- INSTRUCTIONS FOR THE TASK
Every line holding "phrase" should be copied from the records below.

- LISTED RECORDS
◇ ◇ ◇ ◇

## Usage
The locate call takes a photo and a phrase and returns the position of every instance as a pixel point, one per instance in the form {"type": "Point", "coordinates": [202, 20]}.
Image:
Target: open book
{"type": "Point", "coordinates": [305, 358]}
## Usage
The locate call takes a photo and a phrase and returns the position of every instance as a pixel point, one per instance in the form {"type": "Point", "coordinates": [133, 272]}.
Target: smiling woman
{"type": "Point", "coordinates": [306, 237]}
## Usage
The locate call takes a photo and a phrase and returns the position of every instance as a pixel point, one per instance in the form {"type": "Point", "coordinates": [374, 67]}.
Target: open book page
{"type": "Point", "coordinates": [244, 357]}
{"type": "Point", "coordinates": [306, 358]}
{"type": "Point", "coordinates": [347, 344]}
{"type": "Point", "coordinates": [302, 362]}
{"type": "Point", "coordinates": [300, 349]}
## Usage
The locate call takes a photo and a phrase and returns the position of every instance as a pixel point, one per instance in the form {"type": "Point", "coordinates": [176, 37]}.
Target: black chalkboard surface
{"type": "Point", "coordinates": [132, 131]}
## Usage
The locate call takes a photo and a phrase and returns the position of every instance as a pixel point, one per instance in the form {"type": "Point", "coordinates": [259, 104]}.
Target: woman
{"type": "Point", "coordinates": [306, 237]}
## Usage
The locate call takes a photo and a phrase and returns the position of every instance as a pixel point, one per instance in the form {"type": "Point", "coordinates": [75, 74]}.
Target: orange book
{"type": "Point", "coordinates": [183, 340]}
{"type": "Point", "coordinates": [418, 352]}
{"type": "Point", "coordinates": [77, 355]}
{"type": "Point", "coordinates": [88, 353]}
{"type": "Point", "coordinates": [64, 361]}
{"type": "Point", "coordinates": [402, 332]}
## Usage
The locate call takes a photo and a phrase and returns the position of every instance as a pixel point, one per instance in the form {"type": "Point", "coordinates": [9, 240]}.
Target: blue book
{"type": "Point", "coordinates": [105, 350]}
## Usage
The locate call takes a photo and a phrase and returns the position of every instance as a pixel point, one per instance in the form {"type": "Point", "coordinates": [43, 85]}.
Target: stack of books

◇ ◇ ◇ ◇

- WRITTEN SOLUTION
The locate call takes a photo and a phrase and returns the position of every instance as a pixel point, one per instance in the form {"type": "Point", "coordinates": [202, 20]}.
The locate call takes a photo and a phrase and returns the position of every instance as a pixel point, one per instance in the form {"type": "Point", "coordinates": [133, 272]}.
The locate call takes a photo and a phrase and returns the position of every instance as a pixel point, one per instance in the form {"type": "Point", "coordinates": [374, 67]}.
The locate call takes a photo and a phrase and returns the position of every instance as a pixel point, one per instance in the form {"type": "Point", "coordinates": [176, 37]}.
The locate call takes a photo and a phrase and returns the position of every instance as a pixel point, one per instance in the form {"type": "Point", "coordinates": [259, 104]}.
The locate call takes a photo and a phrase and returns the position of every instance as a pixel point, one per instance in the form {"type": "Point", "coordinates": [75, 74]}.
The locate call takes a photo and a phrase and returns the position of every instance as a pixel point, one per instance in the form {"type": "Point", "coordinates": [9, 240]}.
The locate call takes a photo and a phrase and returns the position of every instance as a pixel point, one per instance in the form {"type": "Point", "coordinates": [43, 85]}.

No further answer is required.